### Data records
----------

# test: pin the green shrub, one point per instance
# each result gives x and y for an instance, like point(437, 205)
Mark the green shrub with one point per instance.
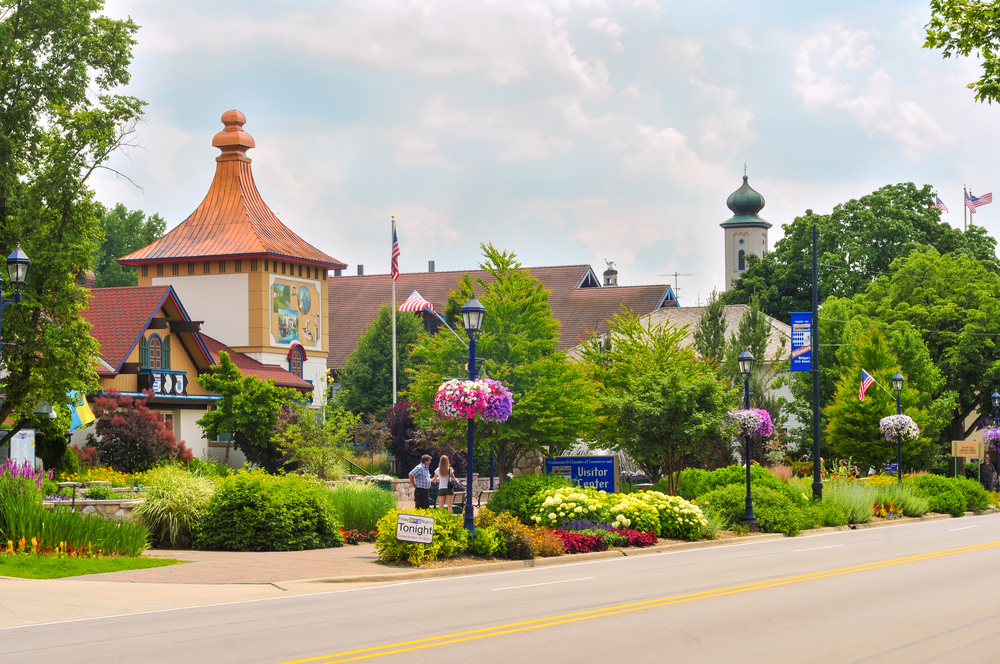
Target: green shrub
point(775, 511)
point(450, 538)
point(254, 511)
point(976, 497)
point(100, 492)
point(520, 496)
point(361, 504)
point(687, 483)
point(902, 497)
point(830, 513)
point(516, 537)
point(486, 542)
point(70, 462)
point(172, 504)
point(942, 494)
point(856, 501)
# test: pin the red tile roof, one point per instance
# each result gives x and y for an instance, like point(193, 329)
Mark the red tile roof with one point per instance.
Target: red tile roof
point(233, 220)
point(251, 367)
point(119, 316)
point(355, 301)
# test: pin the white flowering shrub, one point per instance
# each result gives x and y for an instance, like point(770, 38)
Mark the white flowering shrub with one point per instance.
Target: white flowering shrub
point(678, 519)
point(569, 504)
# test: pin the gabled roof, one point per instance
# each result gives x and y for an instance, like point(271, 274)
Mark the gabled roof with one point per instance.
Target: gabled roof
point(251, 367)
point(355, 301)
point(233, 220)
point(734, 312)
point(119, 317)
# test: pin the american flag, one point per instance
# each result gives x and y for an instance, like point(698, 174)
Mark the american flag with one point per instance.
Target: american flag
point(972, 202)
point(395, 255)
point(866, 382)
point(415, 303)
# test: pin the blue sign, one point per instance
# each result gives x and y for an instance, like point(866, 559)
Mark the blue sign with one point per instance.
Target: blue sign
point(599, 473)
point(802, 338)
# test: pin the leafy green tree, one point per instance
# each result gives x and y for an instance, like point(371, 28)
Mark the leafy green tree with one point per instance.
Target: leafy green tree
point(857, 243)
point(710, 333)
point(553, 400)
point(661, 404)
point(125, 231)
point(961, 27)
point(59, 121)
point(248, 412)
point(853, 425)
point(366, 379)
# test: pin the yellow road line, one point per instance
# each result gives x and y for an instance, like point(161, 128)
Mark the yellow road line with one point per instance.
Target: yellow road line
point(511, 628)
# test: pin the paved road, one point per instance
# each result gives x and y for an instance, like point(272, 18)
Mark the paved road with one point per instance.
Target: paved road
point(916, 593)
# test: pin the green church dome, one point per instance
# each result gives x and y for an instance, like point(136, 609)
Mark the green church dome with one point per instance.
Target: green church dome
point(745, 203)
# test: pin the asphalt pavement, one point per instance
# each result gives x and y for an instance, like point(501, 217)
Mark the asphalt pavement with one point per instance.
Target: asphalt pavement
point(916, 592)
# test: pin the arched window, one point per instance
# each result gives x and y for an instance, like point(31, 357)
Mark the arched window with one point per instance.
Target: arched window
point(155, 352)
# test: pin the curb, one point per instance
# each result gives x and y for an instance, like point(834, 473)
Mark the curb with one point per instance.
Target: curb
point(509, 565)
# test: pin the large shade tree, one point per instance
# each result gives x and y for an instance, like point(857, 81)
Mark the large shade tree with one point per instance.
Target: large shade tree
point(554, 402)
point(60, 63)
point(858, 241)
point(660, 403)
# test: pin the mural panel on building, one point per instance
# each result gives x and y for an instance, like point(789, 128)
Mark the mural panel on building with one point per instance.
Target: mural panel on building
point(296, 312)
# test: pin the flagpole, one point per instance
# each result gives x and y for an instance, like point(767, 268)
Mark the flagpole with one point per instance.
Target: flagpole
point(393, 239)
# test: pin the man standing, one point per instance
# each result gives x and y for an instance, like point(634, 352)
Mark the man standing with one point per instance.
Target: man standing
point(420, 480)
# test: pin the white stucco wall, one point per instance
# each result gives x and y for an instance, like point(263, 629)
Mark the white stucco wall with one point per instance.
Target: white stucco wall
point(221, 300)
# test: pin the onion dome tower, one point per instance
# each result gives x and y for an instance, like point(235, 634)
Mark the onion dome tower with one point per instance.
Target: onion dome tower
point(745, 232)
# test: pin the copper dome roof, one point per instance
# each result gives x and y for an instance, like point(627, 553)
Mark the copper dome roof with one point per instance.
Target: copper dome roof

----------

### Try it
Using the records above, retype everything exactly except the pictures.

### Response to the exercise
# test: pin the green shrub, one point per instance
# each result gives x and y for an instance, like point(437, 205)
Mark the green shrub with one point per instance.
Target: green shrub
point(775, 511)
point(450, 538)
point(254, 511)
point(976, 497)
point(100, 492)
point(520, 496)
point(361, 504)
point(687, 483)
point(902, 497)
point(830, 513)
point(516, 537)
point(486, 542)
point(70, 462)
point(172, 504)
point(942, 494)
point(856, 501)
# test: pin the red tile roof, one point per instance
# each result gives x and y for an instance, like point(193, 329)
Mark the red tile roof with one point per instance.
Target: red tile roof
point(233, 220)
point(251, 367)
point(119, 316)
point(355, 301)
# test: pin the white flowering shrub, one point per instance
# each result gives x and y for an instance, like point(770, 38)
Mark the white flowering shrub with one point per instance.
Target: white flowering shrub
point(678, 519)
point(569, 504)
# test: pin the gabled roof, one point per instance
# each result gives x and y for an instance, like point(271, 274)
Mark the gabled roof with one point per instance.
Target: gabled roof
point(251, 367)
point(355, 301)
point(233, 220)
point(734, 312)
point(119, 317)
# test: pin the american flag, one point per instance
# each result gives x and y for an instance, like point(698, 174)
Mark the american flag with one point per instance.
Target: american flag
point(972, 202)
point(395, 255)
point(866, 382)
point(415, 303)
# test: pin the blue sign, one point per instance
# each result gives x and y for an instance, like point(866, 559)
Mark the blue sign with one point per instance.
Target: blue sign
point(599, 473)
point(802, 338)
# test: pin the leafy green tree, one point per instance
# each result gives x and y for an instance, like point(371, 28)
Mark the leafy green tree with one point per instance.
Target: leafy green tree
point(857, 243)
point(710, 333)
point(553, 400)
point(661, 404)
point(125, 231)
point(961, 27)
point(59, 121)
point(248, 412)
point(853, 425)
point(366, 379)
# test: pin the yellow road line, one point per instance
# each result gives x and y for an instance, like point(161, 128)
Mark the yellow road line with one point per instance.
Target: yellow road line
point(511, 628)
# test: pin the paved road, one point per instance
# each result gives x and y for an instance, like point(272, 18)
Mark the paved road with one point per instance.
Target: paved road
point(916, 593)
# test: pin the green church dome, one point per instance
# each result gives x and y for an instance, like point(136, 609)
Mark the green church dome with one point per instance.
Target: green church dome
point(745, 203)
# test: pin the asphalt pavement, one point per instance
# each result gives x and y for an instance, like point(501, 217)
Mark the asphalt pavement with one point per instance.
Target: asphalt pavement
point(916, 592)
# test: pin the arched window, one point per instance
# each result gives x and y for an instance, like point(31, 357)
Mark the arched window with one point per instance.
Target: arched window
point(155, 352)
# test: pin the curb, one point per instance
# each result gives x and y for an instance, like point(834, 473)
Mark the curb with one point per instance.
Target: curb
point(509, 565)
# test: pin the large shade tree, one point per instance
# each result gives x and y for an instance, like point(857, 81)
Mark the large shade tree with one point per instance.
Target: large shade tree
point(554, 402)
point(60, 63)
point(858, 241)
point(660, 403)
# test: pin the mural panel on building, one point per instance
# each result gives x and y for an instance, like point(789, 128)
Mark the mural panel on building with one point per instance.
Target: mural panel on building
point(296, 312)
# test: pin the flagpole, one point per instance
# each result gives x and y for an instance, like point(767, 268)
Mark the flagpole with one point per instance.
Target: flagpole
point(393, 239)
# test: pin the man standing, one point per instance
# each result gives x and y for an instance, like point(634, 352)
Mark the man standing with one point per instance.
Target: man standing
point(420, 480)
# test: pin the white stucco wall, one point per instance
# each result gives x and y for an instance, like point(263, 629)
Mark the white stucco wall with one point per instance.
Target: white stucco wall
point(221, 300)
# test: pin the onion dome tower, one point per instance
# each result gives x and y for an instance, like point(235, 634)
Mark the onion dome tower with one point per instance.
Target: onion dome tower
point(745, 232)
# test: pin the copper dome roof, one point per instance
# each result gives x and y for an instance, like point(627, 553)
Mark the copper dome roof with one point per instance.
Target: copper dome roof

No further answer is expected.